(Source data)
>>>>

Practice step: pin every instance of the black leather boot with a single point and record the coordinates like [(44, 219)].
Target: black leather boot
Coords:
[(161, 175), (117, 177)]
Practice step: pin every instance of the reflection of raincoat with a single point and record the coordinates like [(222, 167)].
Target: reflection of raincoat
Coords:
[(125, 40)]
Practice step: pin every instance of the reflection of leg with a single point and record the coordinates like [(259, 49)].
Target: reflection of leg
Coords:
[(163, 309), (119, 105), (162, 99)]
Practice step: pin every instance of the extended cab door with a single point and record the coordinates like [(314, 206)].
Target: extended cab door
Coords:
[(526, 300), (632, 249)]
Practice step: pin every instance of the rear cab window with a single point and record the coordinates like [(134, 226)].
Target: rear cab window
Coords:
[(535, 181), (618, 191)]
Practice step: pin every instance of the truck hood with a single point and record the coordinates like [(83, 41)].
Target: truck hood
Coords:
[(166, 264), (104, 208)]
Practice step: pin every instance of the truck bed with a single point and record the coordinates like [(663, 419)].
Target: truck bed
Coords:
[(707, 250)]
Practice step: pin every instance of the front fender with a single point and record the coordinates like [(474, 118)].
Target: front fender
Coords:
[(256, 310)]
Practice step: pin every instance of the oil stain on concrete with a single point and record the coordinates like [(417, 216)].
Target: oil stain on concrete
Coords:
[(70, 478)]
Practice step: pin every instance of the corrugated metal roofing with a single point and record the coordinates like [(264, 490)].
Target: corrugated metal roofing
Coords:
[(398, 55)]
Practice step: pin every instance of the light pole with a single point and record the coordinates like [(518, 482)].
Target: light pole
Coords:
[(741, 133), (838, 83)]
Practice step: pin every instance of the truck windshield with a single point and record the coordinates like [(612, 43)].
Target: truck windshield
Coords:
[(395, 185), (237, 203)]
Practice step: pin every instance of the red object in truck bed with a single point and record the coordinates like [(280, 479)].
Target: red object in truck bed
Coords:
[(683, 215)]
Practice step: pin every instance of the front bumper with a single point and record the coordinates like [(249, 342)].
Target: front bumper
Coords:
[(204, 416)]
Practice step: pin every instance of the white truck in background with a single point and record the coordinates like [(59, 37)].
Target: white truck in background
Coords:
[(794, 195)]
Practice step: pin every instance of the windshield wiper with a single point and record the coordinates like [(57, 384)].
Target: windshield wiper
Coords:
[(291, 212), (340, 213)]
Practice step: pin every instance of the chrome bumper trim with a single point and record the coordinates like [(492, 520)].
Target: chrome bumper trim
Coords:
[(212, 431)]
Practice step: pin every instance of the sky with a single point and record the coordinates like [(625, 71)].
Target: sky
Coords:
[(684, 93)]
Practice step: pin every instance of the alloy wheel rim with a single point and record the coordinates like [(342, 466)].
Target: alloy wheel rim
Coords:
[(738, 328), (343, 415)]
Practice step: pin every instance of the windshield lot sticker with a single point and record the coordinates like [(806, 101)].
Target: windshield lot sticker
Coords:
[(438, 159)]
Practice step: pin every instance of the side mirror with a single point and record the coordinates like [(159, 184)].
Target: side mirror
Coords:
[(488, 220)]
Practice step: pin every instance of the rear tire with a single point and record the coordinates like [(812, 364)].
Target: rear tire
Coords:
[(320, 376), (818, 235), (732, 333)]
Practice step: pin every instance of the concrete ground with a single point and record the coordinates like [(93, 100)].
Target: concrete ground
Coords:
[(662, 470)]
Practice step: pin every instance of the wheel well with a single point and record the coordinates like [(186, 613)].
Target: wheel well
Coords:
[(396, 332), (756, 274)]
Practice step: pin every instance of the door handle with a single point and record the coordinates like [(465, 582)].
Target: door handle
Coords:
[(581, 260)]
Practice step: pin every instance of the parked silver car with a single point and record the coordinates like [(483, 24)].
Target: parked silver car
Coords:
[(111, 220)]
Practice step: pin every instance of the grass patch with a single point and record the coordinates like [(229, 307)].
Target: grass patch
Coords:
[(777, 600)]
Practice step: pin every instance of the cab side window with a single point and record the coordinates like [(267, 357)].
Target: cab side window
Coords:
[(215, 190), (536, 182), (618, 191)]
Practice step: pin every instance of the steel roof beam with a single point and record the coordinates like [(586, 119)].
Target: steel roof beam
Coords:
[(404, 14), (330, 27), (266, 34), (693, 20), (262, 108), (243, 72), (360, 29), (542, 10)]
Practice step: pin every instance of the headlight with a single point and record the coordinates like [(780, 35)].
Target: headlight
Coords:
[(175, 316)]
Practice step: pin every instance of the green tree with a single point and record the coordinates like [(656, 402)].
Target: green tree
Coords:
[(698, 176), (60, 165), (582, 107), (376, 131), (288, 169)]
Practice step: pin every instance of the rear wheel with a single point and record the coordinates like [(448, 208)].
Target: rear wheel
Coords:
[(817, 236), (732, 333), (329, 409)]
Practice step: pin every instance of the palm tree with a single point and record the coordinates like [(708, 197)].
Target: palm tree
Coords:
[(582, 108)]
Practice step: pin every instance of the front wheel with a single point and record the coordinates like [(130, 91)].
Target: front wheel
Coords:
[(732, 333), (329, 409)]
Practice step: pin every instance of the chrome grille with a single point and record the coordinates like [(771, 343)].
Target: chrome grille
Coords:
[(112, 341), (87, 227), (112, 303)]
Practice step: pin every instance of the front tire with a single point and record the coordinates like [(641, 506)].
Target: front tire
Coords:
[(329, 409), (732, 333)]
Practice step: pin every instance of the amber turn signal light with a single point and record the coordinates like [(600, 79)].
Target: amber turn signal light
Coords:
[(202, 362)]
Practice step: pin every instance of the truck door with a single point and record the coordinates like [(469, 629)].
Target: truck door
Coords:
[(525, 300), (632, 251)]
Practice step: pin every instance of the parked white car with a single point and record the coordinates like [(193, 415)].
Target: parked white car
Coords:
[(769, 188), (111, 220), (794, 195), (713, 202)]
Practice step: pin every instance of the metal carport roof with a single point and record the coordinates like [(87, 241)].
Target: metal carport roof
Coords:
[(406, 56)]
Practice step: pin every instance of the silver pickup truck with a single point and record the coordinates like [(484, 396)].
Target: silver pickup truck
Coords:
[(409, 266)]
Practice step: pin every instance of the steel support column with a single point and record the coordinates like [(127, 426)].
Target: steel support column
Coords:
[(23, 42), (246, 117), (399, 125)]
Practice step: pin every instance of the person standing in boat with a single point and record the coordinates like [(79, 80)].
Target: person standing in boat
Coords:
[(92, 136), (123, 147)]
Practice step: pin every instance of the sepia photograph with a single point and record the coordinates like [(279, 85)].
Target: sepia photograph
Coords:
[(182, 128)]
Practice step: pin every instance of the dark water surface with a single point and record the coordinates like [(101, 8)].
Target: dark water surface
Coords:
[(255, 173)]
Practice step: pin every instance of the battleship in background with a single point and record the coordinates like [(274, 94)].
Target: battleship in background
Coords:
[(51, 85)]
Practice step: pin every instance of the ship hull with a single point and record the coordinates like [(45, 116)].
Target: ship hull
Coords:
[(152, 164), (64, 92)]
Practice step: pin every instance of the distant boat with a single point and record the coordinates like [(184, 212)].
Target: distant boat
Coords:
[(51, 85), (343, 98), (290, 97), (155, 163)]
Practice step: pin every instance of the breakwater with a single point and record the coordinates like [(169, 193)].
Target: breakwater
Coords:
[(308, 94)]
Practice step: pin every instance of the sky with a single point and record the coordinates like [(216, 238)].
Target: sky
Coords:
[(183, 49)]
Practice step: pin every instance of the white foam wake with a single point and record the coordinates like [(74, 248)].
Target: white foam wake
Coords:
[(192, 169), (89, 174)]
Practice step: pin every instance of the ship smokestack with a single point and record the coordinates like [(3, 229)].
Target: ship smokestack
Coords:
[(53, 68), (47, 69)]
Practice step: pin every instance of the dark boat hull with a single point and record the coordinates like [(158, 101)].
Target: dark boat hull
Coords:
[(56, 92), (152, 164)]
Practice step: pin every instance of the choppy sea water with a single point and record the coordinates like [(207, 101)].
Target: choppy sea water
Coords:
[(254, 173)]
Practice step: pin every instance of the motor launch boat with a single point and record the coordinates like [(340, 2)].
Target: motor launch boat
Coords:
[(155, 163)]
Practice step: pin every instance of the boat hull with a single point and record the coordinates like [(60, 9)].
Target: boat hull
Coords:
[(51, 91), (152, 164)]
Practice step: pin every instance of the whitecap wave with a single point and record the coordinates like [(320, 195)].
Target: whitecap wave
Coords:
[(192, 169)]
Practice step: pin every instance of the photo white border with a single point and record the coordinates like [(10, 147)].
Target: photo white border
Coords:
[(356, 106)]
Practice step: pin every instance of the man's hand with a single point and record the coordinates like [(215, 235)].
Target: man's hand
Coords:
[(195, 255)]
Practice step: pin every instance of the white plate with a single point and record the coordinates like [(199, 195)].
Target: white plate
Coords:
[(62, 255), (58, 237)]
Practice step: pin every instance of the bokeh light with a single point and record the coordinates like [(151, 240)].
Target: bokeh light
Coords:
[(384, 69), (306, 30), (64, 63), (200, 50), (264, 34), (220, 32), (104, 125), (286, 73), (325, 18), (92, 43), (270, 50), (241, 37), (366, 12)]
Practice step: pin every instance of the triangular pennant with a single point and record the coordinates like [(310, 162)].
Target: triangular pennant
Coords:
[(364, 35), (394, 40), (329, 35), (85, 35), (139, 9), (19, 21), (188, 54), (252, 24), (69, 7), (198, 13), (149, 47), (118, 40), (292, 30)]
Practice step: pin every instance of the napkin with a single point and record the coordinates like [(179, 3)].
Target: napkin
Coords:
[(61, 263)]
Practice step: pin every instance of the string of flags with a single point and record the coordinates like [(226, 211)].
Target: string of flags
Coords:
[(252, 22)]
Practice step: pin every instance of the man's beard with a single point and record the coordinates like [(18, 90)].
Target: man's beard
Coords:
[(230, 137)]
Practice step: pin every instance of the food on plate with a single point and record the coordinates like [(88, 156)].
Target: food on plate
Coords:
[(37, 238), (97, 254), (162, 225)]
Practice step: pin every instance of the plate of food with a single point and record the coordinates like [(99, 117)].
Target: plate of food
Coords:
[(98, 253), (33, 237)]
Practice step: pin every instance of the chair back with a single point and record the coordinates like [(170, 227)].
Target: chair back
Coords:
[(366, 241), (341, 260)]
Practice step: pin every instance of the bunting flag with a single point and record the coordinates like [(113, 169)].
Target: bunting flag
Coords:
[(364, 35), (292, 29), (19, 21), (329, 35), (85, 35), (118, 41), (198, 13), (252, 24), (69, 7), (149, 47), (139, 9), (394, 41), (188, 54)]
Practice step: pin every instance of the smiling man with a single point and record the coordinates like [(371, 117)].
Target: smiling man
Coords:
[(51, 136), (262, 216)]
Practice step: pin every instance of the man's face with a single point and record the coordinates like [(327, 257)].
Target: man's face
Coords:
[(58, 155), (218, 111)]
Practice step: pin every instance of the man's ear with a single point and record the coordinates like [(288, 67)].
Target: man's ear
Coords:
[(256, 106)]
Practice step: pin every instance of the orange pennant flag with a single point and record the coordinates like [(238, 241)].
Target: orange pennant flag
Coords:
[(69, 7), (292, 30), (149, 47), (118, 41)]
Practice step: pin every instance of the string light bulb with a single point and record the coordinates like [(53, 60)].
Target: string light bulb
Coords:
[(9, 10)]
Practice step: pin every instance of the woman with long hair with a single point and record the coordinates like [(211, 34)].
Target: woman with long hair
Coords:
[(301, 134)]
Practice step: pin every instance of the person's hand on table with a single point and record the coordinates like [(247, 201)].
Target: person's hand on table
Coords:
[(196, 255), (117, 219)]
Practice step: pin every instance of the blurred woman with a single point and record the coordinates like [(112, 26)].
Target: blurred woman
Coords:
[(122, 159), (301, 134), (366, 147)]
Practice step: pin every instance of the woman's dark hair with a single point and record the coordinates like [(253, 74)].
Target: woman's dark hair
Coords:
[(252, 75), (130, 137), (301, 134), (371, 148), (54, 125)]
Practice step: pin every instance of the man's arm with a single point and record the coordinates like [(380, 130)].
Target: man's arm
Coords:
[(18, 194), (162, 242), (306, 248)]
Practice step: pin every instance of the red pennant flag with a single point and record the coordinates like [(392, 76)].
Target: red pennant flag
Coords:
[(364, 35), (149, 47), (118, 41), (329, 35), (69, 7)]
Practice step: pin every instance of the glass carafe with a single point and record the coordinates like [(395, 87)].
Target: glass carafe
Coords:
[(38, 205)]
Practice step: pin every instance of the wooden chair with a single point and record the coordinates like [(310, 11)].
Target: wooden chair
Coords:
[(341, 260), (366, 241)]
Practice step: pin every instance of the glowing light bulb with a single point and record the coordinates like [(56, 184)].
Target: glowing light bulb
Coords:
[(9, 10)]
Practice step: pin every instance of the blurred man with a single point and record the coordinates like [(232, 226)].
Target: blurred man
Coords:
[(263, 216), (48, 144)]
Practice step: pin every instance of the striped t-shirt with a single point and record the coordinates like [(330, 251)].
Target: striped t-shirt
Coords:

<<<<

Exercise details: Quote the data above verbatim from its first line to the line that includes "Practice step: pin every instance of the reflection of leg", with both boundary lines retained.

Answer below:
Practice step: pin every instance of the black leather boot with a single point and record the coordinates like [(44, 219)].
Target: black leather boot
Coords:
[(161, 175), (117, 177)]
Practice step: pin every instance of the reflection of raincoat with a single point and record the coordinates like [(222, 167)].
Target: reflection of raincoat
Coords:
[(125, 40)]
Practice step: pin every instance of the reflection of leg with a single point and record the coordinates like [(259, 49)].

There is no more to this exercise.